▶ [Excerpt provided]
===============

But standards-based reform has been with us for ten or 15
years—first at the state level and now in the form of No Child Left
Behind—and it does seem that by now, we would be seeing improvements
that we’re just not seeing. But remember, too, that anything worth
doing can be done poorly, and standards-based reform is no exception to
that rule.
Addressing the Gap in Terms of Opportunity
Schools are
not the major cause of the achievement gap. Long before kids go to
school, the gap is alive and well, and, during the academic year when
kids are actually in the classroom, it tends not to increase. Any
increases that do occur take place largely outside the context of
schooling.
Still, it is the schools we turn to for a solution. But we do well
to remember that we are asking schools to solve a problem not of their
own making. For schools to solve the achievement gap, we will need much
more aggressive interventions—interventions that address the critical
issue of opportunities to learn—particularly the opportunities we do
(or don’t) provide to our most disadvantaged children.
The most promising reforms are alike in their attention to
addressing the pervasive inequalities in opportunities to learn.
Consider preschool. Done well, it shows some impressive effects, some
lasting effects. But we need to make sure that the kids—all the
kids—get this high-quality preschool. This is an opportunity to learn
issue.
Consider teacher quality: the research shows that black students
have less access to high-quality teachers than white students do and
less access to good materials. This is an opportunity to learn issue.
Consider student course-taking patterns. The percentage of students
taking college prep high school coursework is going way up for white
students, for black students, and for Hispanic students. Over the last
20 years, the gap between black and white students in course-taking has
dramatically reduced. This is an opportunity to learn issue—one where
we have made real progress.

===============

▶ [About this task] In the passage about the achievement gap, what two things do black students have less access to than white students? Rely only on the passage about the achievement gap.

▶ [Dataset]

===============

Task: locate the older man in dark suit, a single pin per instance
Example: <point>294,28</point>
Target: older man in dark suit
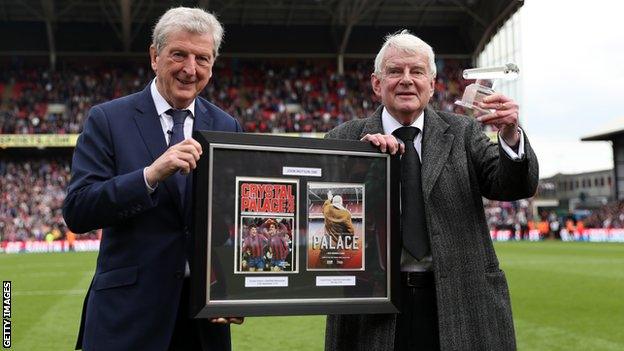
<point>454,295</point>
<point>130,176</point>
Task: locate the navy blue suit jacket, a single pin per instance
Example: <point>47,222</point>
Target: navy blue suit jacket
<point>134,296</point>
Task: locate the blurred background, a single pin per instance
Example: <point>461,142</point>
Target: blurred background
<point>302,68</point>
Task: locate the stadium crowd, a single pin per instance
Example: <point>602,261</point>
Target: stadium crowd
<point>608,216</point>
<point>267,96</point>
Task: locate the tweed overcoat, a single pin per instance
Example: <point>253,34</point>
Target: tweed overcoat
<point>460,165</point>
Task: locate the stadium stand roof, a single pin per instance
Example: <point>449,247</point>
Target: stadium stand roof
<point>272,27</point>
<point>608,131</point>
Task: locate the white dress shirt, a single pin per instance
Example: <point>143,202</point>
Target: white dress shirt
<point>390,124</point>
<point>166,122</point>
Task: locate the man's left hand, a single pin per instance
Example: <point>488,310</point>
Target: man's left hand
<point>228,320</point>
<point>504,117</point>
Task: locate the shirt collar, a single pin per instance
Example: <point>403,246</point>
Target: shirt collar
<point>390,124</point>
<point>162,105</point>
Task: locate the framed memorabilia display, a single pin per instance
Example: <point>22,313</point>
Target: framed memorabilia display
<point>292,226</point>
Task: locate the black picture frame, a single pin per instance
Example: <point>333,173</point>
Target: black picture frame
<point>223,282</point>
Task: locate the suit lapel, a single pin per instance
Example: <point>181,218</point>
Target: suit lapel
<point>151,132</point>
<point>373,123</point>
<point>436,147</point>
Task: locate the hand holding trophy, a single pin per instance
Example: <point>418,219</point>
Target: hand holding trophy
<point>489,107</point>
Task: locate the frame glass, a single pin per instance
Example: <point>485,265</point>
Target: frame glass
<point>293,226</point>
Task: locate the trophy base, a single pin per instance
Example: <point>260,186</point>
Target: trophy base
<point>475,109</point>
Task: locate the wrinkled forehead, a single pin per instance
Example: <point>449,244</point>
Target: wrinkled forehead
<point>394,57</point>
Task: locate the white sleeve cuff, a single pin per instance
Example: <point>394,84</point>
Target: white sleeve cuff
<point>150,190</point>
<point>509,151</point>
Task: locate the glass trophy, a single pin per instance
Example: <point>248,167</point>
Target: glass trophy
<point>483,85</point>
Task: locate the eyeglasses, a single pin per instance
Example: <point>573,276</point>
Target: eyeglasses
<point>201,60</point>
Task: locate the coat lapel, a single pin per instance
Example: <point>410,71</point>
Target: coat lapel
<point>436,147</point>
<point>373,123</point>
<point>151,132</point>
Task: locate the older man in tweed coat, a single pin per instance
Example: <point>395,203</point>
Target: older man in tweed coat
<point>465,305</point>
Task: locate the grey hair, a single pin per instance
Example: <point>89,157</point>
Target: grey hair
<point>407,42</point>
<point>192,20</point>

===============

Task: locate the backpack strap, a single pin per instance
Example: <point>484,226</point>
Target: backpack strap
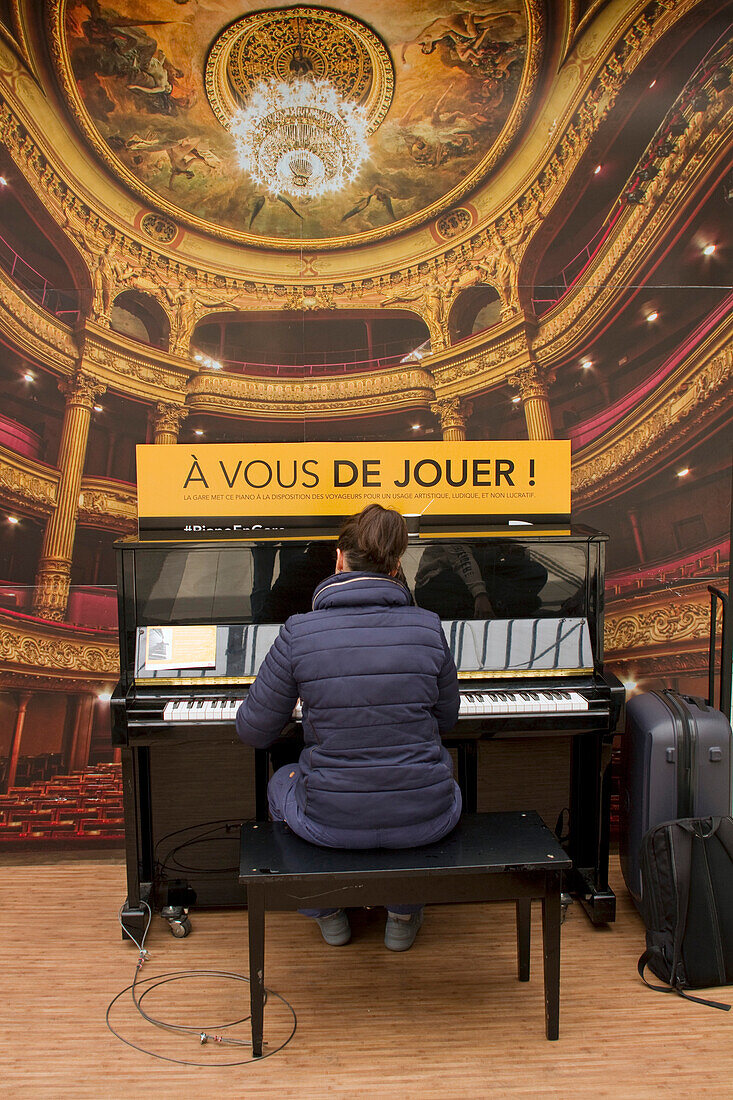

===============

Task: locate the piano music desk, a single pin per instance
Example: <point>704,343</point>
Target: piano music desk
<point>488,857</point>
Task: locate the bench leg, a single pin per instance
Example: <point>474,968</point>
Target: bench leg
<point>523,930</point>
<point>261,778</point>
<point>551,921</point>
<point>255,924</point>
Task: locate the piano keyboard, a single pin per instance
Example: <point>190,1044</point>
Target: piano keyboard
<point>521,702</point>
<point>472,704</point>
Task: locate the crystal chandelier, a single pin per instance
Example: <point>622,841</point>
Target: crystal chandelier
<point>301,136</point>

===============

▶ [Answer section] High-quality teachers and good materials.